Task requirements:
Transcribe word for word each line from the one containing "Segment every instance of the blue" to the final line of the data, both included. Skip the pictures.

[Polygon annotations for photos]
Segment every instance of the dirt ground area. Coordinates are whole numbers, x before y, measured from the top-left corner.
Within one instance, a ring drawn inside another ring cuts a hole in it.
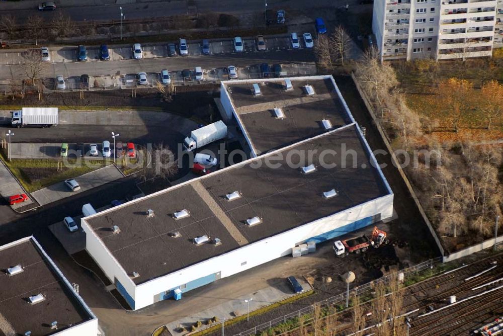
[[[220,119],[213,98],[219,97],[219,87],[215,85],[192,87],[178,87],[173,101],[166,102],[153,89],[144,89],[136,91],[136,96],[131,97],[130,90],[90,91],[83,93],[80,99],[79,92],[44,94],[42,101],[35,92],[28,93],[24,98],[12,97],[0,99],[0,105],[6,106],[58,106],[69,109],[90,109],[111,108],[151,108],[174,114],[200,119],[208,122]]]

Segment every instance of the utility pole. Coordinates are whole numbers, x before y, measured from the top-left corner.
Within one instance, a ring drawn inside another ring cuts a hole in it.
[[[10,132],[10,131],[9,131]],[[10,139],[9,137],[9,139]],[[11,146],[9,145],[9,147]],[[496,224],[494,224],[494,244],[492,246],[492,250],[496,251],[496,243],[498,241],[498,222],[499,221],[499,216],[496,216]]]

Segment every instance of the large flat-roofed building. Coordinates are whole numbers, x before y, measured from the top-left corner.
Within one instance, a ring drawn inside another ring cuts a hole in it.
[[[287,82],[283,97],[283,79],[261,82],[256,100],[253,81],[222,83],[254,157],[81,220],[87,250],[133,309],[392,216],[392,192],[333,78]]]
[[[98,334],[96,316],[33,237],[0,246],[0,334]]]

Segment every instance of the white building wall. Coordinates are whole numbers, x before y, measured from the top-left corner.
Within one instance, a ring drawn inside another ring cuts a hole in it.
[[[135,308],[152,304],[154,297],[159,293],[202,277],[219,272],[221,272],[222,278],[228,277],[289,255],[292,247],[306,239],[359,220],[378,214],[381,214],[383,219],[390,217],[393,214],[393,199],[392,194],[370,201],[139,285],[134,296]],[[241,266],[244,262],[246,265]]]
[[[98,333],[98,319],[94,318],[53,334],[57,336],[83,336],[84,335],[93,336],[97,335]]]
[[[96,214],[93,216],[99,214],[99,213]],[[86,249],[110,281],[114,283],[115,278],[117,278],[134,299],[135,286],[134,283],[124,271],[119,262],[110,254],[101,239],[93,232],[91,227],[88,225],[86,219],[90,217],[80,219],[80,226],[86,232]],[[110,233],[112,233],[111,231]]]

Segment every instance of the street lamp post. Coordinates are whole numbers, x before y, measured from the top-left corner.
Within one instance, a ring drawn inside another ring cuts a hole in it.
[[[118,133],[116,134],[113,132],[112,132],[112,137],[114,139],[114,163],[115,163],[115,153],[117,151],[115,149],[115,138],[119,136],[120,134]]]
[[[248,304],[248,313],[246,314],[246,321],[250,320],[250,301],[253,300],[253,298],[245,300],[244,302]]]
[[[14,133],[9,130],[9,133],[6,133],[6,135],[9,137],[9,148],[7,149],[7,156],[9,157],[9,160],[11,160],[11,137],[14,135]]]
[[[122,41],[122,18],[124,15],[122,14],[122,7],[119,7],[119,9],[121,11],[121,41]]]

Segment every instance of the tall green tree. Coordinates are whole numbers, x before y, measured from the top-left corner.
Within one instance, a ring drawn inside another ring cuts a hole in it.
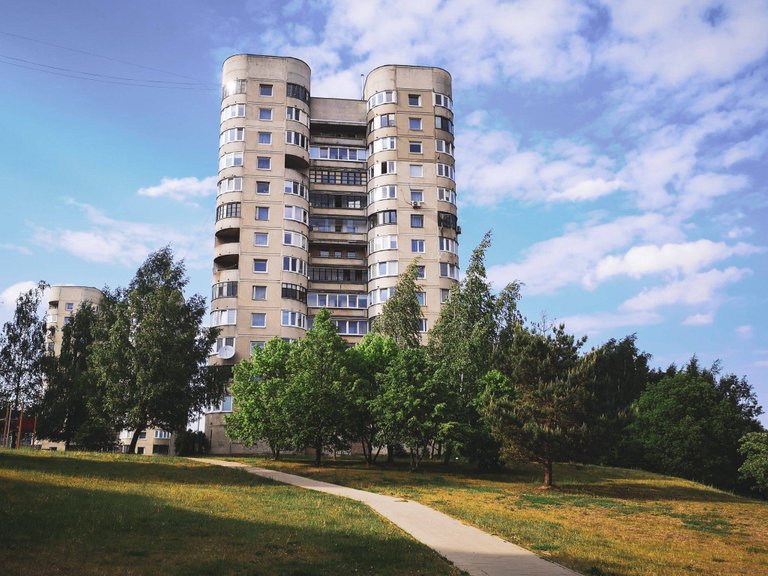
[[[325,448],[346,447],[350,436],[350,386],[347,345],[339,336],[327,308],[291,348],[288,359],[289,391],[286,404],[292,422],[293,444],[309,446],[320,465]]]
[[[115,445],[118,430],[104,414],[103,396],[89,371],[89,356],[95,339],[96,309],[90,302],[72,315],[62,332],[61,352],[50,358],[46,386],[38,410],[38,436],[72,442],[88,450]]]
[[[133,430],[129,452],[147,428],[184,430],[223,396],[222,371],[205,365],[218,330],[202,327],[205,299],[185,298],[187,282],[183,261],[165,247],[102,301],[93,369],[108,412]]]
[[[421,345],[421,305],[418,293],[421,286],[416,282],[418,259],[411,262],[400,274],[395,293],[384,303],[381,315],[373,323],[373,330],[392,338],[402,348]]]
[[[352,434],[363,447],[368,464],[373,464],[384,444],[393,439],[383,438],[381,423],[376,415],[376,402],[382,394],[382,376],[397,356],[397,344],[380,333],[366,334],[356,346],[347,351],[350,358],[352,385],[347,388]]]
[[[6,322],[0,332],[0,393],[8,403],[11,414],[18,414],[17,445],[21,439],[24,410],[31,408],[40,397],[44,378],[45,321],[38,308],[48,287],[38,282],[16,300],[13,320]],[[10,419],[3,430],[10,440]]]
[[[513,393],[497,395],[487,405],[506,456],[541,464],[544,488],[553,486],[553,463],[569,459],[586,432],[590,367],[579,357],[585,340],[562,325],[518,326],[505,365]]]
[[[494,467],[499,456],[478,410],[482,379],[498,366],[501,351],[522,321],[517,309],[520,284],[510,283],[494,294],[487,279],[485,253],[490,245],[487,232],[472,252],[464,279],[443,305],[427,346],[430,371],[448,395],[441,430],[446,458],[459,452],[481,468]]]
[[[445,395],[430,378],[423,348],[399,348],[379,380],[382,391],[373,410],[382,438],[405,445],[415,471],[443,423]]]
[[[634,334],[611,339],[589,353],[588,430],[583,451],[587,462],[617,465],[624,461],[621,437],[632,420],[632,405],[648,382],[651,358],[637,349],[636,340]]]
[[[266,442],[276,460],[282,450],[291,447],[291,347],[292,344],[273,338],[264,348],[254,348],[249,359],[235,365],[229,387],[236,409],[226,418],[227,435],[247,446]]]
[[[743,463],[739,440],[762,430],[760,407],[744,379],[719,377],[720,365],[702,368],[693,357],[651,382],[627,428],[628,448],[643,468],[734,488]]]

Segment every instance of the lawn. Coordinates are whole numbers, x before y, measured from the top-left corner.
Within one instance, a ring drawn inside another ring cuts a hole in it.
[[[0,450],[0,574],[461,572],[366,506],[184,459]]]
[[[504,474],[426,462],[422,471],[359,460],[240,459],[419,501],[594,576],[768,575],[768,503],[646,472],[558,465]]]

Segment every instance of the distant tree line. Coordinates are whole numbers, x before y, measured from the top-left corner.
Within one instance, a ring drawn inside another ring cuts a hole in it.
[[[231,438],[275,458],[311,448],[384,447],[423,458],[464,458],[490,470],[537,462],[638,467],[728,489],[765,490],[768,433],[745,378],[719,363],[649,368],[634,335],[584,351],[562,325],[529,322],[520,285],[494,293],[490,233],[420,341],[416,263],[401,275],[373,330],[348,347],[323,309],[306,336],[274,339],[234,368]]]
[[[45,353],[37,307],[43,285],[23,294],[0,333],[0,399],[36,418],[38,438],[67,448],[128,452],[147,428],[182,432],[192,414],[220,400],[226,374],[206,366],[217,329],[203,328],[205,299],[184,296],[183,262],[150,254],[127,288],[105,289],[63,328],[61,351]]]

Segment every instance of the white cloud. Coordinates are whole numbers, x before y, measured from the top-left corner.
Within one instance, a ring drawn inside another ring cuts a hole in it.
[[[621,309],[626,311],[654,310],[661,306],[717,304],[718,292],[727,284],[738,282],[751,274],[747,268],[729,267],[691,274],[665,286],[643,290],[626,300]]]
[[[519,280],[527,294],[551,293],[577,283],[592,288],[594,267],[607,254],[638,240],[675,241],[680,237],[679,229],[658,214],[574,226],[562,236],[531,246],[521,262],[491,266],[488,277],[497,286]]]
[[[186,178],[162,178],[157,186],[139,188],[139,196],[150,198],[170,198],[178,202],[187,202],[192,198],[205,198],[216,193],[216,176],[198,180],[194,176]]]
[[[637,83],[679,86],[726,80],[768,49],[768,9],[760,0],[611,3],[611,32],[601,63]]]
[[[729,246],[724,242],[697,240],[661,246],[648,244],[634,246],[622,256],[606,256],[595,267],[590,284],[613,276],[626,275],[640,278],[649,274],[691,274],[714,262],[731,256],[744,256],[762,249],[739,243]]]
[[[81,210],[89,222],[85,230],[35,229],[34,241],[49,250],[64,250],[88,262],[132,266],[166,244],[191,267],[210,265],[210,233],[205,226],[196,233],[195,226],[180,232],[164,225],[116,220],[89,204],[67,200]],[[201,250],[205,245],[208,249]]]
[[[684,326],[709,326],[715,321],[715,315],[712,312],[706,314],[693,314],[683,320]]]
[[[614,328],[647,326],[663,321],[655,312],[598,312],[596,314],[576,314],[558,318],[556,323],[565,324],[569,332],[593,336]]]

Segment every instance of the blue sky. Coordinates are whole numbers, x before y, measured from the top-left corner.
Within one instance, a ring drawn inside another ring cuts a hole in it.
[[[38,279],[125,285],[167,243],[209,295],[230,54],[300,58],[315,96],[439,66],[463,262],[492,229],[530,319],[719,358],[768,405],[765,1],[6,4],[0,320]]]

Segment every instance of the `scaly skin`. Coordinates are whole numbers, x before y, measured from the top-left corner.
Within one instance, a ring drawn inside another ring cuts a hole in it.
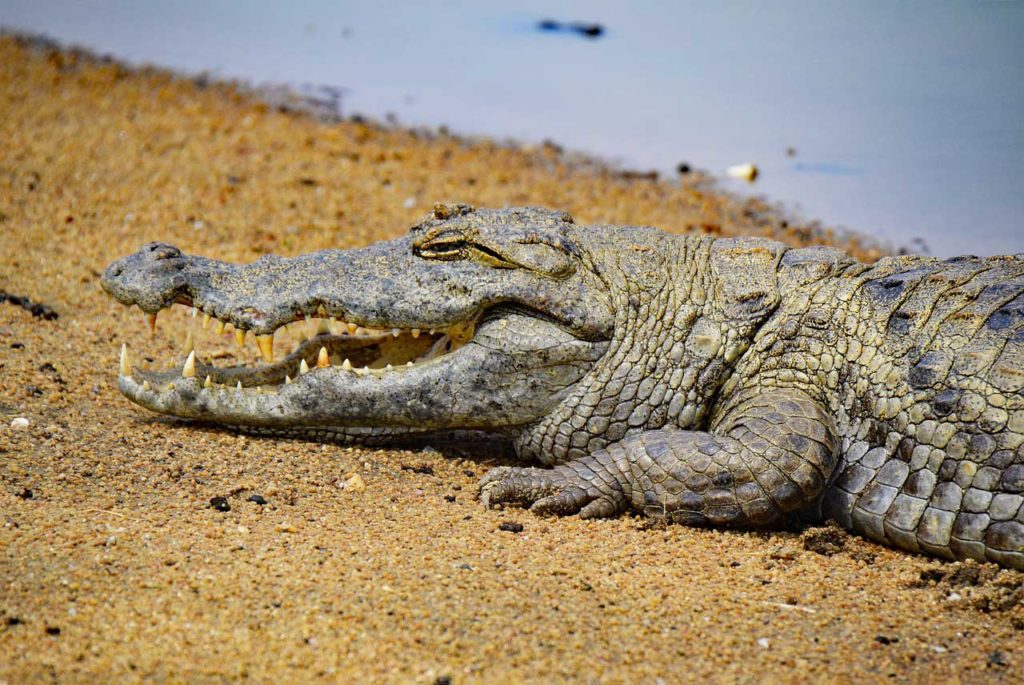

Result of the exercise:
Segment every instance of the blue sky. Coordinates are whole numbers, x before y, measured from the top-left corner.
Within one instance, a ring drawn inside another ring cuts a hole in it.
[[[38,279],[125,285],[167,243],[209,295],[230,54],[300,58],[315,96],[439,66],[463,262],[492,229],[530,319],[719,358],[768,405],[765,1],[6,4],[0,320]]]

Segment every instance of the `scaly skin`. Coordinates are whole numbers, x before y, measured from the top-left corner.
Within one instance, a ring drawn inside another ring cuts a hole in it.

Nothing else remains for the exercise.